• [Document extract]
- Opening Delimiter -
The Seventh Plague: A Sigma Force Novel

Image of The Seventh Plague: A Sigma Force Novel (Sigma Force, 12)
Author(s): 
Release Date: 
December 12, 2016
Publisher/Imprint: 
William Morrow
Pages: 
448
Reviewed by: 

another exciting Sigma Force adventure.”

The Seventh Plague by James Rollins brings back the Sigma Force group, this time to save the world from a plague dating back to the biblical plagues of Egypt.

The Seventh Plague brings the reader first into contact with an Egyptian woman who sacrifices her life, knowing that she carries the plague and its secrets. Moving forward several millennia to the mid 19th century, the crisis reappears with new players attempting to find a cure: Mark Twain, Nicola Tesla, and Henry Morton Stanley; enter David Livingstone as a background character.

Introductions of these characters aside, the real story begins when Prof. Harold McCabe, a bio-archaeologist, stumbles out of Sudan after being mysteriously lost for two years. The professor does not survive, and his body is brought to London where an autopsy is to be performed.

The professor’s disappearance two years earlier leaves many unanswered questions, especially if any of his team survived. His sudden and unexpected reappearance and subsequent death causes emotional stress to his coworkers, Safia al-Maaz and Derek Rankin, and his daughter, Jean McCabe.

The autopsy goes awry right from the beginning, when an unusual microbe is discovered in the professor’s brain; his body had been self-mummified. Chaos ensues.

Enter Sigma Force. Safia, watching the autopsy realizes something horrible is happening, and calls her friend, Painter Crowe, director of the covert Sigma Force. As she speaks to him through her computer and as he listens to her story, she confirms that she believes the professor died from exposure to an ancient plague. Suddenly, a muzzle flash shoots through the room, Safia is under attack, and the monitor goes black.
- Closing Delimiter -
• [Available data]
- Opening Delimiter -
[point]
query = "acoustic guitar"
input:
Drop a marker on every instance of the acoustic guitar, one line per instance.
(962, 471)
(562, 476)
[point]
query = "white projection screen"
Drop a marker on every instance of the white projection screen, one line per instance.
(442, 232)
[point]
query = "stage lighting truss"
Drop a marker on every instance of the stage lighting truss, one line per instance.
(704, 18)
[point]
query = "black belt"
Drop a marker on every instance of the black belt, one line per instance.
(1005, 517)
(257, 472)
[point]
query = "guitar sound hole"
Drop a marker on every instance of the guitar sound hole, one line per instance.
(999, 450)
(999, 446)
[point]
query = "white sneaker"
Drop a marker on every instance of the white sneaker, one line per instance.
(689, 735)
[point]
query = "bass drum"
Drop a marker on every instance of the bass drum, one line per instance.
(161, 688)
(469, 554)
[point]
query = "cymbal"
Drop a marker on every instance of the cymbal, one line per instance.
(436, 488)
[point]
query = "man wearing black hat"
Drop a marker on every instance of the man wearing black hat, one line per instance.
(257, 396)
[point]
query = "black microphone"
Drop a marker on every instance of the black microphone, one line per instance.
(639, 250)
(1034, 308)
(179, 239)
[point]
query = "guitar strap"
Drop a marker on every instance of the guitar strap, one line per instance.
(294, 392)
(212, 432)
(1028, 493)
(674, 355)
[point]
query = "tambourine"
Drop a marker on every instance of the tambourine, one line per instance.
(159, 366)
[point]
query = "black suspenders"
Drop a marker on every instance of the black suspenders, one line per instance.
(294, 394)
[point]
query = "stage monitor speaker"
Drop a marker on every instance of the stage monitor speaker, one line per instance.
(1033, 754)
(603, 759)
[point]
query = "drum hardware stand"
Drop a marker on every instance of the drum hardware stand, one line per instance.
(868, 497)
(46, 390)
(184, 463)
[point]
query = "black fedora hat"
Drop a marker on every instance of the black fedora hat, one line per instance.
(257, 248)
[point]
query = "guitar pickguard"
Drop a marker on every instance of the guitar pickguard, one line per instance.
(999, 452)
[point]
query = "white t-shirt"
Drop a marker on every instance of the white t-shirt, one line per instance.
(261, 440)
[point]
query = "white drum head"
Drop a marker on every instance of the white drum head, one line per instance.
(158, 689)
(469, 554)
- Closing Delimiter -
• [Instructions to follow] Copy out the full review of The Seventh Plague from the top of the page, word for word.

• [Solution to the exercise]
The Seventh Plague: A Sigma Force Novel

Image of The Seventh Plague: A Sigma Force Novel (Sigma Force, 12)
Author(s): 
Release Date: 
December 12, 2016
Publisher/Imprint: 
William Morrow
Pages: 
448
Reviewed by: 

another exciting Sigma Force adventure.”

The Seventh Plague by James Rollins brings back the Sigma Force group, this time to save the world from a plague dating back to the biblical plagues of Egypt.

The Seventh Plague brings the reader first into contact with an Egyptian woman who sacrifices her life, knowing that she carries the plague and its secrets. Moving forward several millennia to the mid 19th century, the crisis reappears with new players attempting to find a cure: Mark Twain, Nicola Tesla, and Henry Morton Stanley; enter David Livingstone as a background character.

Introductions of these characters aside, the real story begins when Prof. Harold McCabe, a bio-archaeologist, stumbles out of Sudan after being mysteriously lost for two years. The professor does not survive, and his body is brought to London where an autopsy is to be performed.

The professor’s disappearance two years earlier leaves many unanswered questions, especially if any of his team survived. His sudden and unexpected reappearance and subsequent death causes emotional stress to his coworkers, Safia al-Maaz and Derek Rankin, and his daughter, Jean McCabe.

The autopsy goes awry right from the beginning, when an unusual microbe is discovered in the professor’s brain; his body had been self-mummified. Chaos ensues.

Enter Sigma Force. Safia, watching the autopsy realizes something horrible is happening, and calls her friend, Painter Crowe, director of the covert Sigma Force. As she speaks to him through her computer and as he listens to her story, she confirms that she believes the professor died from exposure to an ancient plague. Suddenly, a muzzle flash shoots through the room, Safia is under attack, and the monitor goes black.